=== Provided material ===
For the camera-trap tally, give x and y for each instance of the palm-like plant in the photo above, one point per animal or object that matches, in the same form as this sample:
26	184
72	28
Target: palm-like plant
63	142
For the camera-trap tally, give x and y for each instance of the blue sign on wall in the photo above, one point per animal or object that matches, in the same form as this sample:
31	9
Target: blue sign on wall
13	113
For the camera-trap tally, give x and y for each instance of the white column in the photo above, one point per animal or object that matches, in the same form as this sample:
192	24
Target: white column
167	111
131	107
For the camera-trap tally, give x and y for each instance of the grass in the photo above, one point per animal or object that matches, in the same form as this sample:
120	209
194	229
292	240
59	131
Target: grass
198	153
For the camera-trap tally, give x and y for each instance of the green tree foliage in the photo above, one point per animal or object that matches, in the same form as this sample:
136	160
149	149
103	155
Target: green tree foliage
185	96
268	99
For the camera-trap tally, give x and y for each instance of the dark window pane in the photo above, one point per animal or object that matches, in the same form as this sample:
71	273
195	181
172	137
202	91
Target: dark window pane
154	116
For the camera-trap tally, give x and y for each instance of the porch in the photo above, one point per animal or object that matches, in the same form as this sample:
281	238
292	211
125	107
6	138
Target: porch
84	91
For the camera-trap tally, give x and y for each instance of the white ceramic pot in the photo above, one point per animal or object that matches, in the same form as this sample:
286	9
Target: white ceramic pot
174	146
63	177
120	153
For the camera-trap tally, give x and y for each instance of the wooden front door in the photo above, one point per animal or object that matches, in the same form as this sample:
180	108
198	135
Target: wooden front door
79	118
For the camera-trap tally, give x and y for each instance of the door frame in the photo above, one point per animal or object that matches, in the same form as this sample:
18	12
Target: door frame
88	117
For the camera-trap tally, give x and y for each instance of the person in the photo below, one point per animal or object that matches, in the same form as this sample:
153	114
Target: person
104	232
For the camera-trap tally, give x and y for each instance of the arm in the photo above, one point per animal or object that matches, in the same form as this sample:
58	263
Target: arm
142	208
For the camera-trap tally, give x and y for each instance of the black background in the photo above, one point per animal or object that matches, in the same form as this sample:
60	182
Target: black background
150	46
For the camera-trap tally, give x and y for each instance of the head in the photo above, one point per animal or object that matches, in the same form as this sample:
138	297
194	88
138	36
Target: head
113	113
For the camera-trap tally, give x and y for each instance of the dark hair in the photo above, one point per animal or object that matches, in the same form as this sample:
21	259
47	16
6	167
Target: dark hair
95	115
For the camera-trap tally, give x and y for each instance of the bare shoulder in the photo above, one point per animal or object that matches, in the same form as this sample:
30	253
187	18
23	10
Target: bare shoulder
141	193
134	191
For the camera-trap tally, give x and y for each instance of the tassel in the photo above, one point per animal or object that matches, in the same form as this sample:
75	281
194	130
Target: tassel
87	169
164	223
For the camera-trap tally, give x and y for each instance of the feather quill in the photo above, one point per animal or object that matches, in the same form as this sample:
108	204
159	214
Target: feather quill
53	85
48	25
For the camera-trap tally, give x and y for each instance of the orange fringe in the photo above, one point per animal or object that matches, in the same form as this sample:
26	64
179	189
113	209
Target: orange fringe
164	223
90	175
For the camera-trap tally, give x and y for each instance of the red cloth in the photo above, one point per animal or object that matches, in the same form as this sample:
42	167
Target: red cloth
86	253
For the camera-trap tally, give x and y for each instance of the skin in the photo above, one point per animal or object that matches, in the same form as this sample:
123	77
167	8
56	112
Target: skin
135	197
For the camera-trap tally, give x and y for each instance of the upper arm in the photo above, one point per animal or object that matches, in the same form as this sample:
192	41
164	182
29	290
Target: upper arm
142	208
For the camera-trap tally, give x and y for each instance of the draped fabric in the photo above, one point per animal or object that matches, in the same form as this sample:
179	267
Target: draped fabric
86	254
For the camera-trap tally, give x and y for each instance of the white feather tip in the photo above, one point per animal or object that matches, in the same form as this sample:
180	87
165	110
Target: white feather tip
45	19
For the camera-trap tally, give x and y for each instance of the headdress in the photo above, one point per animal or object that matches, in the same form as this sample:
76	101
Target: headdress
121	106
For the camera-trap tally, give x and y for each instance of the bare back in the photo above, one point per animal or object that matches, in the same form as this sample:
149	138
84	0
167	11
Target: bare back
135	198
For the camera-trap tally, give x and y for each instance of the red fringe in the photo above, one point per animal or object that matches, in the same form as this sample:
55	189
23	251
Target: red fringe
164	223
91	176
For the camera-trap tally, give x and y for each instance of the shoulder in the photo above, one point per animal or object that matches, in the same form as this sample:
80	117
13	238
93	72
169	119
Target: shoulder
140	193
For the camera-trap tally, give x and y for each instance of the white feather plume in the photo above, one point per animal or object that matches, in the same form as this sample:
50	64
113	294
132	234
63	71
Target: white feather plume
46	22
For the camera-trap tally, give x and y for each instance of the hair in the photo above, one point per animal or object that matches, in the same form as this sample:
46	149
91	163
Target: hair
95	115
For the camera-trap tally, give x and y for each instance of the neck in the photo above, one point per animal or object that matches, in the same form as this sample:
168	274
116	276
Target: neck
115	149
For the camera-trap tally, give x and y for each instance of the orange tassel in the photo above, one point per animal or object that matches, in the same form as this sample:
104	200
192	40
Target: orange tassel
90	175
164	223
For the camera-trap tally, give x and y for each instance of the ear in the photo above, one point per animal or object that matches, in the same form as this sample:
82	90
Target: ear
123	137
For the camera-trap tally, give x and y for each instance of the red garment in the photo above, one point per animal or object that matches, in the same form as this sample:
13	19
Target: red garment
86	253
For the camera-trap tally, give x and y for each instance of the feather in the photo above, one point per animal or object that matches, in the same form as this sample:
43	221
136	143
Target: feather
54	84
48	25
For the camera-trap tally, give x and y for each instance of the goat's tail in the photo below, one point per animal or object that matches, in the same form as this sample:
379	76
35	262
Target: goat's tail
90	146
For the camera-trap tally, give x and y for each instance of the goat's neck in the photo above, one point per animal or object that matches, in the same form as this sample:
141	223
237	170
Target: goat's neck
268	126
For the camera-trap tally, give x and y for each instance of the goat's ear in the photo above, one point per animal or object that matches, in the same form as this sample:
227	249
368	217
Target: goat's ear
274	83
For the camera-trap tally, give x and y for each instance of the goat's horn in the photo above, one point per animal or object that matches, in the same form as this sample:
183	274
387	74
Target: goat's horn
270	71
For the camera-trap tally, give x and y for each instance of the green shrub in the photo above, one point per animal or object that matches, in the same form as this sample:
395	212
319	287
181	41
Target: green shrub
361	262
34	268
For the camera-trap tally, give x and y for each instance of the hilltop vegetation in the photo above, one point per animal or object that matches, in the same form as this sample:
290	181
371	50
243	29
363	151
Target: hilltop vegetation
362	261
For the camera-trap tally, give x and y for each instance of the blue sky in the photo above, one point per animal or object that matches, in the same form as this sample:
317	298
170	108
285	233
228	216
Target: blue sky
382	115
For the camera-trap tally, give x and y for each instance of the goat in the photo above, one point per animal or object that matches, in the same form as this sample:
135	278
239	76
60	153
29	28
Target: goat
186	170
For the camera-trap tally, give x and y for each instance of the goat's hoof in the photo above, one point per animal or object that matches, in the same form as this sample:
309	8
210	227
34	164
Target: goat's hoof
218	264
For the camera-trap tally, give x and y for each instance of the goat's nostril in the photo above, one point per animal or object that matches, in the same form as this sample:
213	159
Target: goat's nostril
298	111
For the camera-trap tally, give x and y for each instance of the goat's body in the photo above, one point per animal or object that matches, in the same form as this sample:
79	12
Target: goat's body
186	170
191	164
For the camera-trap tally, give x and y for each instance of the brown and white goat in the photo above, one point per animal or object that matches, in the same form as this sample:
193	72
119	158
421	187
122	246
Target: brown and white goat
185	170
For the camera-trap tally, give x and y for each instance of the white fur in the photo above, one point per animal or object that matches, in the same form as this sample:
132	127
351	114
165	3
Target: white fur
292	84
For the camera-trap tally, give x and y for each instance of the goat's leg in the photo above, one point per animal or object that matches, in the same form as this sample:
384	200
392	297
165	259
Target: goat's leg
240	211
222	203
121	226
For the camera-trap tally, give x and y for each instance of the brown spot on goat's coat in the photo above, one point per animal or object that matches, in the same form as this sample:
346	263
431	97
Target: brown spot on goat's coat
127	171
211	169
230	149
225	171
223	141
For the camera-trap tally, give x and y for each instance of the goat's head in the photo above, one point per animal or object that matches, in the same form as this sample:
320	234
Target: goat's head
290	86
===
# Description of the task:
The answer must be the line containing "Target: goat's body" and every line after it to the end of the data, each set down exactly.

# Answer to this problem:
Target: goat's body
186	170
191	164
For the camera-trap tally, give x and y for each instance of the brown and white goat in the photo above, one point per animal or object that matches, in the same form as this sample:
193	72
119	158
421	187
122	246
Target: brown and white goat
185	170
For the camera-trap tally, give x and y for each instance of the white fur in the photo above, one point per animal or object that matches, in the same form as this sample:
132	127
351	114
165	3
Target: white fur
292	84
For the camera-trap tally, give x and y for each instance of the goat's leg in the photo above, one point per animal or object that matches, in the same form as this sample:
384	200
392	297
165	259
Target: goat's leg
240	211
222	203
121	226
For the camera-trap tally, give x and y for each instance of the brown spot on goat's coat in the photo above, one point per animal or object that matches, in the same form as this sample:
346	263
431	97
Target: brown spot on goat's coat
127	171
211	169
230	149
225	171
223	141
For the camera-trap tally, give x and y for each instance of the goat's head in the photo above, one point per animal or object that matches, in the same form as this sample:
320	234
Target: goat's head
290	86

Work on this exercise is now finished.